:: Written exercise ::
Pull out each line of the data below that contains the string "logo". Case matters.

:: Records to use ::

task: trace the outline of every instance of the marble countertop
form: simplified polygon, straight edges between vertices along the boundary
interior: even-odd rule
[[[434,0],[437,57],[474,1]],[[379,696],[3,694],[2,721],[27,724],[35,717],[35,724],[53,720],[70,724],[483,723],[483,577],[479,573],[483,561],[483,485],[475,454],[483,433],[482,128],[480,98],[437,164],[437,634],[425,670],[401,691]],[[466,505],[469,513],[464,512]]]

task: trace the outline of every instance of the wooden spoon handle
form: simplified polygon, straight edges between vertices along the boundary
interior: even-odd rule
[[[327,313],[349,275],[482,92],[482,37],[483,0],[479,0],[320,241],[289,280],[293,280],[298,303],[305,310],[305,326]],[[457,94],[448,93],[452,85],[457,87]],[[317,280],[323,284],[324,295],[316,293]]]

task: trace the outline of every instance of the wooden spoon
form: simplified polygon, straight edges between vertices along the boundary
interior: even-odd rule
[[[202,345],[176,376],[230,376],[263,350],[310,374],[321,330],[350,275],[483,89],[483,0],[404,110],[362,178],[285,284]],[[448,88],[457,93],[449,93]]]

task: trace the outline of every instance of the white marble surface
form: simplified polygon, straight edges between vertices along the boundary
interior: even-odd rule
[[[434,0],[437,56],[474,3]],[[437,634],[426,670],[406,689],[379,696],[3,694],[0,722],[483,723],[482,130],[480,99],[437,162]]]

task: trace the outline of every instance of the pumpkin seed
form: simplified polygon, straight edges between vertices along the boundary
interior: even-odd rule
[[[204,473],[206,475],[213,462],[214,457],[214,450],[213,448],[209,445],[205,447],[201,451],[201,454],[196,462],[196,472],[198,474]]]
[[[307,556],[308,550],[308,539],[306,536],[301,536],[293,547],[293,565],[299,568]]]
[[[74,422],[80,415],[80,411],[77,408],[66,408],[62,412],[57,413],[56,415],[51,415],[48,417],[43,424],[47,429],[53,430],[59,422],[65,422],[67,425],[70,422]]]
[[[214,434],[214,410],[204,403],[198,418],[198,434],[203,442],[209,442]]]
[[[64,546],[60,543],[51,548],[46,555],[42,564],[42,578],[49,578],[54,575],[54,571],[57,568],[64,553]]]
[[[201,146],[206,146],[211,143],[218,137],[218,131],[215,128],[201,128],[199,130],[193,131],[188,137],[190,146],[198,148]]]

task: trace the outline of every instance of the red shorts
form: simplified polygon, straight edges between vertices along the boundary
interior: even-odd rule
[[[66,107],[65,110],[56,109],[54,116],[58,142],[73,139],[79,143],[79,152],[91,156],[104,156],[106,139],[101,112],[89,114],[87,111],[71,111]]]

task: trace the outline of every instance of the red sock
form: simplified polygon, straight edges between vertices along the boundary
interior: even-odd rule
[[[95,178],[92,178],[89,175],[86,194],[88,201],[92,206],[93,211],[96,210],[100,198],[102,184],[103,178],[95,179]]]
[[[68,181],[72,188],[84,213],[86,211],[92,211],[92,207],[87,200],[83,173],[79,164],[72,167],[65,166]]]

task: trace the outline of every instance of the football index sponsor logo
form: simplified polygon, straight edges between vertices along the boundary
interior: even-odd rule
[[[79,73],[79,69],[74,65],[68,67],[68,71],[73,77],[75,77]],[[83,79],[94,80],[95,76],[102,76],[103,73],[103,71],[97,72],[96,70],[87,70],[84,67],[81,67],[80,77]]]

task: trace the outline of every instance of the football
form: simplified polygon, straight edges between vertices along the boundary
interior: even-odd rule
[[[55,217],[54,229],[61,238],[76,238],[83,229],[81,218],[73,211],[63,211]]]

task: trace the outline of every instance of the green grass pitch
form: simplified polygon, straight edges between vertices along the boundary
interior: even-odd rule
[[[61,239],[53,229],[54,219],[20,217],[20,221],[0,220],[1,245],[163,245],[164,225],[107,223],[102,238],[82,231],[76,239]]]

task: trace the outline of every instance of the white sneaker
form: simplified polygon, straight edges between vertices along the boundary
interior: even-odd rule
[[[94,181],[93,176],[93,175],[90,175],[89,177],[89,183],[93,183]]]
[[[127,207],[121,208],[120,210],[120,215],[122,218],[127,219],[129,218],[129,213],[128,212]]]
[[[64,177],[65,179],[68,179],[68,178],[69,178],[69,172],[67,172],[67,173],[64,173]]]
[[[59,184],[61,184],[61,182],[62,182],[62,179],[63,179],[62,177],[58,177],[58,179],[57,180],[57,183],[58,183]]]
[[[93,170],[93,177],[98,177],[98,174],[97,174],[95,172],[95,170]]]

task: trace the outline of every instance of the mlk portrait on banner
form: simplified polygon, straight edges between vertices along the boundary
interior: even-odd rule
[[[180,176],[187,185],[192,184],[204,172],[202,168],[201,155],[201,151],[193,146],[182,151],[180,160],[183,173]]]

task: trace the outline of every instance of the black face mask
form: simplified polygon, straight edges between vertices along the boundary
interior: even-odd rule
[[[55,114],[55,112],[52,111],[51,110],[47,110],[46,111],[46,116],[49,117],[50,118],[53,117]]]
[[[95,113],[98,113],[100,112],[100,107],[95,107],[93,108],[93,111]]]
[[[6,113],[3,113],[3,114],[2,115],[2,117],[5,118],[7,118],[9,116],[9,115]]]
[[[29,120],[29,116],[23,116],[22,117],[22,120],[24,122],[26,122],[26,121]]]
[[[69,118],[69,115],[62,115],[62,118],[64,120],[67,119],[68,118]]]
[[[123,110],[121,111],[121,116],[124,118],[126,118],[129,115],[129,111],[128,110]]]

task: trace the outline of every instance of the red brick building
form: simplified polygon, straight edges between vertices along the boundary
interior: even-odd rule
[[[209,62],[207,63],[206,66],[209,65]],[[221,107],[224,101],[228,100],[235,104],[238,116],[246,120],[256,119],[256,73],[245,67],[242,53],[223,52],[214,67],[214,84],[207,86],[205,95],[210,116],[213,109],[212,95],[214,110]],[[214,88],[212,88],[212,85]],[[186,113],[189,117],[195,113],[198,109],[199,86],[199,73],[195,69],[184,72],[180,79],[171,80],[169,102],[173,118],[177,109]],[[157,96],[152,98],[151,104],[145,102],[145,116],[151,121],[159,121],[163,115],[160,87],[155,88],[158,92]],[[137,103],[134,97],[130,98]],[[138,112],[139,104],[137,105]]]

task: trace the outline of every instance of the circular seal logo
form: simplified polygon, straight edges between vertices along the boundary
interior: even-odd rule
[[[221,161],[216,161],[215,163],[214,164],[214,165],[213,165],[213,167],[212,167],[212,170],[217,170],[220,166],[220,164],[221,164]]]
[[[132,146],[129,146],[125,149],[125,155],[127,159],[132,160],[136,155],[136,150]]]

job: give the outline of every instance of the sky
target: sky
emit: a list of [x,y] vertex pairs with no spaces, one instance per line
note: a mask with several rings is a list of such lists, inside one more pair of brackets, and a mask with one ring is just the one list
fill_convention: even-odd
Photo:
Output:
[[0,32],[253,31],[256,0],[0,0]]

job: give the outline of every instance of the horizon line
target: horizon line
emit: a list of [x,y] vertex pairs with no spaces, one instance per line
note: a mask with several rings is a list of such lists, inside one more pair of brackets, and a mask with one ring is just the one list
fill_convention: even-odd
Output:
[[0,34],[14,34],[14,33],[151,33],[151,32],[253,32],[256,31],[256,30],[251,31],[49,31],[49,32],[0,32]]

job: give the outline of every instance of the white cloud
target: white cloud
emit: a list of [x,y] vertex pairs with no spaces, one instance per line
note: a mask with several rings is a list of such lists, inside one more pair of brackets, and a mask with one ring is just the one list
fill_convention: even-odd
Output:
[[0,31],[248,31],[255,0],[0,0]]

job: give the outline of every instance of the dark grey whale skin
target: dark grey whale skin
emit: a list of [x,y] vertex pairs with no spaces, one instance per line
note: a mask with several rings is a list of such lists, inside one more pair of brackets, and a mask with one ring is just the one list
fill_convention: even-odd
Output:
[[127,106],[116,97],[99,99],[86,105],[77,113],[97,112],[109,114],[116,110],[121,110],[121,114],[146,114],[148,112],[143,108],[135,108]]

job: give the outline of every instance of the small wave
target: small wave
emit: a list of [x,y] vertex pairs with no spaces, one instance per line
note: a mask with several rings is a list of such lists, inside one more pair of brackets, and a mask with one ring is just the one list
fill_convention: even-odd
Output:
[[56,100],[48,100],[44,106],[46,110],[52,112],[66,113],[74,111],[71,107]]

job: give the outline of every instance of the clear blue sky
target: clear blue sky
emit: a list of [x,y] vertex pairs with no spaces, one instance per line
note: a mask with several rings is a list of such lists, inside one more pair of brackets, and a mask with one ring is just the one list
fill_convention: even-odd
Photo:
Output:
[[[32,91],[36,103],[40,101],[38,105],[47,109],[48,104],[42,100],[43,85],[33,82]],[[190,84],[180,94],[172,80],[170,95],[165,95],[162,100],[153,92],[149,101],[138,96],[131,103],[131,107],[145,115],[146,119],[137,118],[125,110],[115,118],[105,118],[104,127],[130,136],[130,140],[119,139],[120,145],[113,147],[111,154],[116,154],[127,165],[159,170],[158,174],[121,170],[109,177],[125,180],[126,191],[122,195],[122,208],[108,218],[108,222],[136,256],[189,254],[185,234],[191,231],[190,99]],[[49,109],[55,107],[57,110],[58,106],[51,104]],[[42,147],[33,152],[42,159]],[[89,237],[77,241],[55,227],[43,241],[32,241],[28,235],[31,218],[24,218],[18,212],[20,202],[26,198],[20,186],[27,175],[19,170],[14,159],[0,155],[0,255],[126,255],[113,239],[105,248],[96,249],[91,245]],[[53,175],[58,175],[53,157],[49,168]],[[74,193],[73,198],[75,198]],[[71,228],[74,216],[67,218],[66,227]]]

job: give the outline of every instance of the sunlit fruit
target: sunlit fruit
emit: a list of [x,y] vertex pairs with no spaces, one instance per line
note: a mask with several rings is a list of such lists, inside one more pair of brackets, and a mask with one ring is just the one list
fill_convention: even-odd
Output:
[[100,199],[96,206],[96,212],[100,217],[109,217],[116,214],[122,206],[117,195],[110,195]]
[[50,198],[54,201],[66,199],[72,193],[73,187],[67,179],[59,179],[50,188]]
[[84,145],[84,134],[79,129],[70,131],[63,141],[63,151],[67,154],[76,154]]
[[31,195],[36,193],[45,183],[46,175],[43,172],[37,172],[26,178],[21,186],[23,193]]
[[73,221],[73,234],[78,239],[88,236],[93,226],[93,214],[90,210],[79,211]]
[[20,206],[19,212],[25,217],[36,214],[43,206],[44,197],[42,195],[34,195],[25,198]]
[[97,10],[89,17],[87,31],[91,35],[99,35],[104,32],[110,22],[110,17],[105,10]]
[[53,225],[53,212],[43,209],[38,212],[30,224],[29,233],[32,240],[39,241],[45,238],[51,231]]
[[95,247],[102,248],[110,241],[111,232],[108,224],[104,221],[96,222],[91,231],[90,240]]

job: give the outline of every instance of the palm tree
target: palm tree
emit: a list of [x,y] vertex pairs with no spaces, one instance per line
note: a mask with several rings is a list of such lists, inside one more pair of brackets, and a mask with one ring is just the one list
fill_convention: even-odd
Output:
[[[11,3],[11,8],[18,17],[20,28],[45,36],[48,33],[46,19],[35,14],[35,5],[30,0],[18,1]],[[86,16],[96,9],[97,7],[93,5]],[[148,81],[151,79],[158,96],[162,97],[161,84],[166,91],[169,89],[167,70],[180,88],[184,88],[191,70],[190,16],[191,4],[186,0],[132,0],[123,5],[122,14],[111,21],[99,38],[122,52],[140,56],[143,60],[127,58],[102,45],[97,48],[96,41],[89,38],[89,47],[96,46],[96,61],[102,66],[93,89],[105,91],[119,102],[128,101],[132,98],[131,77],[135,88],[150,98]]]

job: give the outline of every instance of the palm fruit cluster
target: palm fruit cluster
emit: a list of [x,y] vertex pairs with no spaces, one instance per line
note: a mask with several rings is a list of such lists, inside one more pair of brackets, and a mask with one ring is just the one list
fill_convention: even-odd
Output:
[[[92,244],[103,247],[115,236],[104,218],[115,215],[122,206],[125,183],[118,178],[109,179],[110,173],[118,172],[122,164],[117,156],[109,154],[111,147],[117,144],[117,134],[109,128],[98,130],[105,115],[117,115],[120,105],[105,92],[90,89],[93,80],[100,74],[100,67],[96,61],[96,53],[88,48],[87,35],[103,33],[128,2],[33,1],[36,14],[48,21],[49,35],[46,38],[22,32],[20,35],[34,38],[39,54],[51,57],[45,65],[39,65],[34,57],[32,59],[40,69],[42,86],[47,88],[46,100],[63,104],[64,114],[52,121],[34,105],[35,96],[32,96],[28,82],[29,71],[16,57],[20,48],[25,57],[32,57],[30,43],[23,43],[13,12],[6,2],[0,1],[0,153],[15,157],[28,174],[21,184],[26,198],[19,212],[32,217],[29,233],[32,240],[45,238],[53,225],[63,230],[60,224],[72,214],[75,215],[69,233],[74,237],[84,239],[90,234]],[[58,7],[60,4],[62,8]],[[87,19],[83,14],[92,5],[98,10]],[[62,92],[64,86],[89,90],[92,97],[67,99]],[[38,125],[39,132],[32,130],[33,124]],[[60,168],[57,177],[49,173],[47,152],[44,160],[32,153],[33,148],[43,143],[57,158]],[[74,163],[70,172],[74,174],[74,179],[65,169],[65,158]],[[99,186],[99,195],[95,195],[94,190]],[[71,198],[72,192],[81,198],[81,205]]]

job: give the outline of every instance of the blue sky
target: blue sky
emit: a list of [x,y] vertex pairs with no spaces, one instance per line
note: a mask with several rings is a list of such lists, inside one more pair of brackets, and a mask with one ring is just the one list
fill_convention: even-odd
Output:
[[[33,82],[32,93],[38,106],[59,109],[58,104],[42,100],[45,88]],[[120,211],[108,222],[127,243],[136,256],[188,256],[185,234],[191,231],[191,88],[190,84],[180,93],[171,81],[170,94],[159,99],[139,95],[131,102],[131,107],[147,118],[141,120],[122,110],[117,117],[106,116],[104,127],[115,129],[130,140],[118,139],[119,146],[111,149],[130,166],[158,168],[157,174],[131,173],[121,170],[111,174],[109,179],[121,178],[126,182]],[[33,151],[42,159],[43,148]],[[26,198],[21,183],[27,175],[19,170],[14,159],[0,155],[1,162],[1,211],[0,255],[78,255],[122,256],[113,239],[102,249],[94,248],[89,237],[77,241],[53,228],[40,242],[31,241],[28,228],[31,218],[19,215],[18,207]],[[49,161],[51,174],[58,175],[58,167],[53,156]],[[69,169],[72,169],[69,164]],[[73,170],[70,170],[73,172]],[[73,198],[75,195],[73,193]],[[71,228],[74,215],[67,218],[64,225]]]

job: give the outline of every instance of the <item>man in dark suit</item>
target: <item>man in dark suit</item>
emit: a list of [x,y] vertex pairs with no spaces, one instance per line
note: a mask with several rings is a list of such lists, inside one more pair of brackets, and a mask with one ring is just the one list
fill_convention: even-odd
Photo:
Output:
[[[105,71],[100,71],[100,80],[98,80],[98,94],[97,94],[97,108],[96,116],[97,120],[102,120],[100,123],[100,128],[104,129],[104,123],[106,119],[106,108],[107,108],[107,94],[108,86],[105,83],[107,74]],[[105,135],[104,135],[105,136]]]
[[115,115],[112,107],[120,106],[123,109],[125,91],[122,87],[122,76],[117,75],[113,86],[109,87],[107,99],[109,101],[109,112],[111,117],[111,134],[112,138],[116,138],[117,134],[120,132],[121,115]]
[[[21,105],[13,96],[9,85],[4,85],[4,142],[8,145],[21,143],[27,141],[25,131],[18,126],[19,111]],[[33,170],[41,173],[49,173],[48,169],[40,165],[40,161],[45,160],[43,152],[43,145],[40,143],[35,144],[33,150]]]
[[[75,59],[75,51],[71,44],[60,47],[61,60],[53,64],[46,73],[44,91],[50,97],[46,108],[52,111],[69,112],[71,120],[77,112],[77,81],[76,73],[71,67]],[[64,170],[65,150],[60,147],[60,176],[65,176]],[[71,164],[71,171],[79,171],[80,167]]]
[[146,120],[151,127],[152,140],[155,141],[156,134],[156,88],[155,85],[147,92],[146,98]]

:: Response to the exercise ::
task: trace the outline of every instance of the football index sponsor logo
task: trace the outline of every instance of the circular seal logo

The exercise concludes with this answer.